Referring expression pointing data
# # # # #
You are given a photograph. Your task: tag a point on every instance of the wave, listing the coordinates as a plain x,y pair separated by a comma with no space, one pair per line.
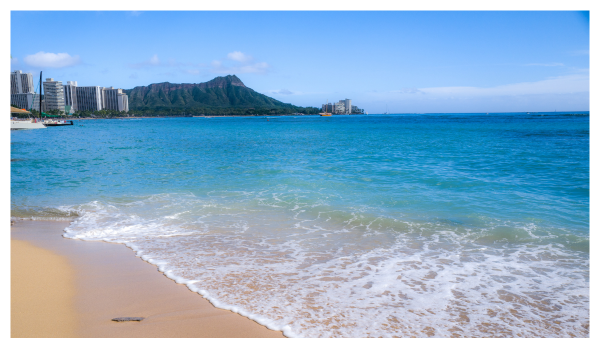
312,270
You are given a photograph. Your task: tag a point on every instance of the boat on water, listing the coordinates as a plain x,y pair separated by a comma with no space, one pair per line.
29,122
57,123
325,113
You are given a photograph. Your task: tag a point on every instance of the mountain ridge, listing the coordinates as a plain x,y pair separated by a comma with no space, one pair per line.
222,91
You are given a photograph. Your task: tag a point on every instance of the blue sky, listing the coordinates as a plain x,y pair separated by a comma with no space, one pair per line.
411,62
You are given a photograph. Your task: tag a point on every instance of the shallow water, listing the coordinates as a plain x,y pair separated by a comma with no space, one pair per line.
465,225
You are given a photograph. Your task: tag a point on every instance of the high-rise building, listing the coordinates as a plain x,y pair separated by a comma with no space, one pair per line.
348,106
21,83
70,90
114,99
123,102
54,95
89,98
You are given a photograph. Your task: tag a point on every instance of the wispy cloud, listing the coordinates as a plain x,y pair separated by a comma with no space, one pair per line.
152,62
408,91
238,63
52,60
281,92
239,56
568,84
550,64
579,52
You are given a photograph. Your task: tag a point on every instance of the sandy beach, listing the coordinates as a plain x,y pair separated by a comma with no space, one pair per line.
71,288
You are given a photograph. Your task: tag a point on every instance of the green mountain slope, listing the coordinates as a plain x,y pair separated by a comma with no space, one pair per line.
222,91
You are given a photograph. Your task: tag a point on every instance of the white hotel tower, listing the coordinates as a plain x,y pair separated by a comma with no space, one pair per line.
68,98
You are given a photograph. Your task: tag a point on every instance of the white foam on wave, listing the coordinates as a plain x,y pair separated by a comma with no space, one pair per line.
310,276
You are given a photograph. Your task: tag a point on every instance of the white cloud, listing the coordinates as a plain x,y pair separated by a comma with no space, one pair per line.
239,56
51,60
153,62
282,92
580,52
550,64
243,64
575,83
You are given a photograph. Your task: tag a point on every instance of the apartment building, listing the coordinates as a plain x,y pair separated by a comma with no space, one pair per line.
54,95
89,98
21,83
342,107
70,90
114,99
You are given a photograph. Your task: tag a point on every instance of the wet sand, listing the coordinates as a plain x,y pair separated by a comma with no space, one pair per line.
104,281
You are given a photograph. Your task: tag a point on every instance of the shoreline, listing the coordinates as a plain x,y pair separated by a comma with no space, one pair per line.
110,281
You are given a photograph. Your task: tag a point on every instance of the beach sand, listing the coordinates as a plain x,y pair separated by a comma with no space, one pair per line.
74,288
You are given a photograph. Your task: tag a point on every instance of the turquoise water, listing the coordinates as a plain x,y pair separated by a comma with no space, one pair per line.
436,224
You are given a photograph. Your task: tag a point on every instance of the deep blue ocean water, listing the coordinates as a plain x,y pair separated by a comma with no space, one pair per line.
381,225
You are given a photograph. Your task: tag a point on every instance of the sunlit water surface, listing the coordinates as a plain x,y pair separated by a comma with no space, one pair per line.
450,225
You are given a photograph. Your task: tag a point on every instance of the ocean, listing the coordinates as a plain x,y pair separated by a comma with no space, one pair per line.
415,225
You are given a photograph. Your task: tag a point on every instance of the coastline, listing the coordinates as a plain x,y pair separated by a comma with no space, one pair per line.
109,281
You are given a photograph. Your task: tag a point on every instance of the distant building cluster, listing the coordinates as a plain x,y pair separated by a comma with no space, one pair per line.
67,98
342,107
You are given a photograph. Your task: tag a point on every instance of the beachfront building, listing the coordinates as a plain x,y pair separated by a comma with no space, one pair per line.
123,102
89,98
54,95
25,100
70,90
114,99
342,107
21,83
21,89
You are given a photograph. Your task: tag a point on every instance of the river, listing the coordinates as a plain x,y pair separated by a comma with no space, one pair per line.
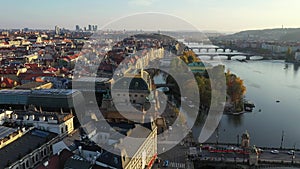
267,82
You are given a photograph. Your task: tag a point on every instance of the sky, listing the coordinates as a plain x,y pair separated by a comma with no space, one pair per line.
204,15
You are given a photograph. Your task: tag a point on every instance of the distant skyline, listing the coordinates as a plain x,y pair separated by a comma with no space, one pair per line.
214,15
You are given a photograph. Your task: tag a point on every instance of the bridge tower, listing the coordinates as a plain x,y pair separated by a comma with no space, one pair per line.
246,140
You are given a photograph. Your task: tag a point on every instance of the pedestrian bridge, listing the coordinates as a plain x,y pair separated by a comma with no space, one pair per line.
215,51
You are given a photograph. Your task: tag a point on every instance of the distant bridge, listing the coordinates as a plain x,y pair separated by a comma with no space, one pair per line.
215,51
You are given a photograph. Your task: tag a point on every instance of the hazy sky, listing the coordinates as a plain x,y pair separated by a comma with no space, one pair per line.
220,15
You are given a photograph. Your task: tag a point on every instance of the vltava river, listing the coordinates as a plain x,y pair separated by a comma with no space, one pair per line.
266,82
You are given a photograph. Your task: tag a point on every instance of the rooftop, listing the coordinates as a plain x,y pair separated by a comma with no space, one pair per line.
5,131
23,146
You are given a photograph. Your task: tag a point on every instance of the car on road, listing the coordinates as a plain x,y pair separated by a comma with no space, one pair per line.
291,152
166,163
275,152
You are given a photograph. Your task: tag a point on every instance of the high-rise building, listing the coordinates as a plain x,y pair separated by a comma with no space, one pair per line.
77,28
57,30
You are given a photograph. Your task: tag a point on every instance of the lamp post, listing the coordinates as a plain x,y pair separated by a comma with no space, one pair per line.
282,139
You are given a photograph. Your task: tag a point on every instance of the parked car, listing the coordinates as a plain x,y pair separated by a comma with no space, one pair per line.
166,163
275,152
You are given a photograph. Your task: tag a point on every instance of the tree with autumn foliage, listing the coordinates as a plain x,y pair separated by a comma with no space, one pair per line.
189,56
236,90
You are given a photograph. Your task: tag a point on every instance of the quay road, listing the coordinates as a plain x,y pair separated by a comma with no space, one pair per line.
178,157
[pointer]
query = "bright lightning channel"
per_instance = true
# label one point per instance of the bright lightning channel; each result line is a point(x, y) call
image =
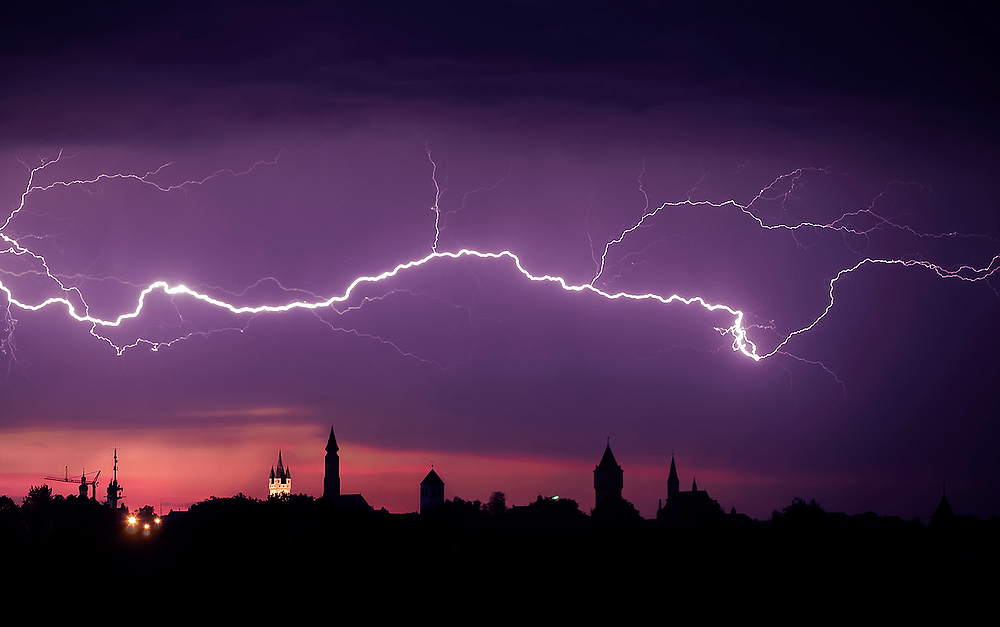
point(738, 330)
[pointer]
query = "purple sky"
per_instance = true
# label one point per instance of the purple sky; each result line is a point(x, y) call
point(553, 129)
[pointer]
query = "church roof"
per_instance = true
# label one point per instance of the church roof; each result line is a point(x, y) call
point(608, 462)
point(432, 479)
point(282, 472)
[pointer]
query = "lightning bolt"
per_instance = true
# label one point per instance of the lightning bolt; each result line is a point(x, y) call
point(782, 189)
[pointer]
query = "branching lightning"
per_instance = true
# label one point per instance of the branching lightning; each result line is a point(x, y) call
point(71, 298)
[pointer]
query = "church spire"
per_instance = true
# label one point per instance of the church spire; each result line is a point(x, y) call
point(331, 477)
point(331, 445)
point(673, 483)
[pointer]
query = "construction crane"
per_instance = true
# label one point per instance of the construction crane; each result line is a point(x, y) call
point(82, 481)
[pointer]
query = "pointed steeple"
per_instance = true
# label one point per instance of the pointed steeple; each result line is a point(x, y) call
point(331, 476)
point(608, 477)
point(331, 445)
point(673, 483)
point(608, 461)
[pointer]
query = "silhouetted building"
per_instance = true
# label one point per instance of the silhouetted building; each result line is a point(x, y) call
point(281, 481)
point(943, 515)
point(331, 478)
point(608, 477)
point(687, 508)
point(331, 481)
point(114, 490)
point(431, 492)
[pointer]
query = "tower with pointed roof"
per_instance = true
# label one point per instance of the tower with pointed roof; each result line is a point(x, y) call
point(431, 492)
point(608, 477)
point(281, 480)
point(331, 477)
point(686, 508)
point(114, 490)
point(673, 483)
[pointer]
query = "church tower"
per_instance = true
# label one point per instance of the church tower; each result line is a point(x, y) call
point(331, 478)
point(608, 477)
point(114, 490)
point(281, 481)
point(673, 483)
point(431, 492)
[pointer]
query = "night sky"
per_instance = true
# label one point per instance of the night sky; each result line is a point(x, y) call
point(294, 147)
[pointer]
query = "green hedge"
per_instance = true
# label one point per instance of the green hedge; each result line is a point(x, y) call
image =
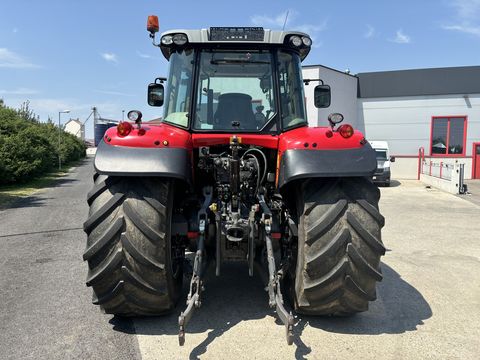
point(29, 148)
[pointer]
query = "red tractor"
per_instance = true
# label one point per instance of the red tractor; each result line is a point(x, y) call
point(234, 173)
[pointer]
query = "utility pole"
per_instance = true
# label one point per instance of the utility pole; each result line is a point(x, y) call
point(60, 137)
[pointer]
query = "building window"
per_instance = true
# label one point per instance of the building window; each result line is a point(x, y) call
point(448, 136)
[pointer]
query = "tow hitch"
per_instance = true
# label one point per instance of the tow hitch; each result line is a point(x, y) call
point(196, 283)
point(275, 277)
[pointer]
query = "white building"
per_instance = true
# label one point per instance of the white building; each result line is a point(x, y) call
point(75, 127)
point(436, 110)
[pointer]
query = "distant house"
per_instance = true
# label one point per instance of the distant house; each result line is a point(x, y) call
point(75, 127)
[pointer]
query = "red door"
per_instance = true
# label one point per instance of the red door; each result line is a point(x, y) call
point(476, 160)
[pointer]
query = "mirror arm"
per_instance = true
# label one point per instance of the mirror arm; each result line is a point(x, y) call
# # # # #
_TASK TO COMPLETE_
Find the lines above that hold "channel", then copy each of them.

_YOUR RESPONSE_
query = "bright lightning channel"
# label one point per instance of the bright lightning channel; each result line is a point(x, y) call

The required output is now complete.